Because a logical starting point for drafting a transition tax would be the proposal included in legislation championed by former House Ways and Means Committee Chairman Dave Camp (R-Mich.), the Tax Reform Act of 2014, I decided to revisit that proposal (hereafter referred to as Camp II) to determine what I do and do not like about it. (And maybe I didn't take that proposal seriously enough at that time to appreciate all of its subtleties — but it seems like I need to know them now.)
So let me go through the basics of the Camp II transition tax proposal and then make a few comments. As we all know the proposal calls for a mandatory tax on deferred foreign earnings — not just a tax on optional cash repatriation like old §965. (In fact Camp II uses §965 again for the new provision — no point wasting a good Code section that's available.) The mandatory tax applies to deferred foreign earnings accumulated by controlled foreign corporations and §902 (10/50) companies in tax years ending after December 31, 1986. The taxing mechanism is a one-time subpart F inclusion for the deferred earnings amount. But in order to provide a reduced tax rate for the deemed inclusion, a deduction is allowed. A 75% deduction is allowed with respect to deferred earnings which are represented by cash or other specified liquid assets producing an effective tax rate of 8.75% and a 90% deduction is allowed for remaining deferred foreign earnings producing an effective rate of 3.5%. Any foreign tax credits related to the deductible portion of the deferred earnings inclusion are disallowed but underlying foreign tax credits related to the nondeductible portion of earnings would be available to offset the toll charge. Any existing foreign tax credit carryovers and net operating losses are also available to offset the transition tax, apparently without limitation.

• [EXTRACTED MATERIAL]:
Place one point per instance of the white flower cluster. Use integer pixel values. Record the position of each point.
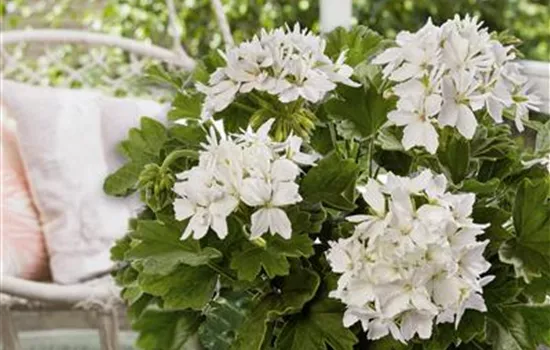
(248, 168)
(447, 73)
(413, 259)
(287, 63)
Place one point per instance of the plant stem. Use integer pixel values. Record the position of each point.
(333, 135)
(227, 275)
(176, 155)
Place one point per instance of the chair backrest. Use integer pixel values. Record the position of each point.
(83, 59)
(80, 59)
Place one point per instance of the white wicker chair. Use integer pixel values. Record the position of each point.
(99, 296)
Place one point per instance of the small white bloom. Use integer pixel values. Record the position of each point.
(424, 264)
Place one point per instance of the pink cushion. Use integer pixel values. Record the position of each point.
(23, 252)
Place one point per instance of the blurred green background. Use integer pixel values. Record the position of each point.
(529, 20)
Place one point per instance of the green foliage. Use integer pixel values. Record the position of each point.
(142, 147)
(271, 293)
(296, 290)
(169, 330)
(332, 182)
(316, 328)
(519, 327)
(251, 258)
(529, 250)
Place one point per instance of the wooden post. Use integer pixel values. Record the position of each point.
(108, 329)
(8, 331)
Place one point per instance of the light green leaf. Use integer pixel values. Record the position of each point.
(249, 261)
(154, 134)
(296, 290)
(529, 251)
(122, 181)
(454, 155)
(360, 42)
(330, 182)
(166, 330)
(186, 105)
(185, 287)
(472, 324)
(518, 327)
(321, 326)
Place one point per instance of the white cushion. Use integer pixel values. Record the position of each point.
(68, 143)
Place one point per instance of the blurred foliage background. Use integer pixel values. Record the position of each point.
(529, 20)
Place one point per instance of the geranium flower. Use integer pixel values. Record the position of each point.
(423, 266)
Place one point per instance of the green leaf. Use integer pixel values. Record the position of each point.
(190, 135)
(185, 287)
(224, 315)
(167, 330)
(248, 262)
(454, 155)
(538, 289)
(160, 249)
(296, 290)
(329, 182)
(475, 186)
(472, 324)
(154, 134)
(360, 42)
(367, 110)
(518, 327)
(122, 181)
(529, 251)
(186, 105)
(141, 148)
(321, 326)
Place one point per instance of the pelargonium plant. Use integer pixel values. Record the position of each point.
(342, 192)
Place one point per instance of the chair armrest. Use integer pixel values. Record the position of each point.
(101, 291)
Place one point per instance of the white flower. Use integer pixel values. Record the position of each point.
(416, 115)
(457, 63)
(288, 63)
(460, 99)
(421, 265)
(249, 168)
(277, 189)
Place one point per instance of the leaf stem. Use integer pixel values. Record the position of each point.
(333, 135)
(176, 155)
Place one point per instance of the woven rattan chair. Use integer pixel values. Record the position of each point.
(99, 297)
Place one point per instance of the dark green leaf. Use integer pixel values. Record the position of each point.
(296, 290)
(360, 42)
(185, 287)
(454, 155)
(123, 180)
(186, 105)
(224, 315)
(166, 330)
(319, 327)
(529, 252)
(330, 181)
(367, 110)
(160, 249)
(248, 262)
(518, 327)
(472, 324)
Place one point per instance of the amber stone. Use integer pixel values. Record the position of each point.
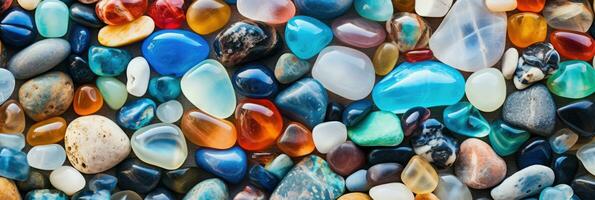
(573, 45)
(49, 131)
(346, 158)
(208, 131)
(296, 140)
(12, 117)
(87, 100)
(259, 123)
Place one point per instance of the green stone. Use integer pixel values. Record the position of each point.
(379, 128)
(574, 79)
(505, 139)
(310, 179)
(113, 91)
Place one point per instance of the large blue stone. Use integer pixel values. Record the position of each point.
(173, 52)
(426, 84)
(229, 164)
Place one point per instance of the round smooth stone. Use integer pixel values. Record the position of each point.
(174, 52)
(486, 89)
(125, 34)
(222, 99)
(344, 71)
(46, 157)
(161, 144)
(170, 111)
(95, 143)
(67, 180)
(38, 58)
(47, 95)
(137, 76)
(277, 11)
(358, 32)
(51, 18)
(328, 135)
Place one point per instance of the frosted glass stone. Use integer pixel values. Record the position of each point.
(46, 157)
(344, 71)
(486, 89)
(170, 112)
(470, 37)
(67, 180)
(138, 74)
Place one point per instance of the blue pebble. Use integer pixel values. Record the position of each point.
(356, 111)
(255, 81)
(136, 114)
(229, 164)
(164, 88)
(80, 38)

• [REQUIRED TASK 1]: Transcribe the stretch of the Camp II transition tax text from "Because a logical" through "know them now.)".
• [REQUIRED TASK 2]: According to the Camp II transition tax text, what effective tax rate results from the 75% deduction on deferred earnings represented by cash or other specified liquid assets?

• [EXERCISE ANSWER 1]:
Because a logical starting point for drafting a transition tax would be the proposal included in legislation championed by former House Ways and Means Committee Chairman Dave Camp (R-Mich.), the Tax Reform Act of 2014, I decided to revisit that proposal (hereafter referred to as Camp II) to determine what I do and do not like about it. (And maybe I didn't take that proposal seriously enough at that time to appreciate all of its subtleties — but it seems like I need to know them now.)

• [EXERCISE ANSWER 2]: 8.75%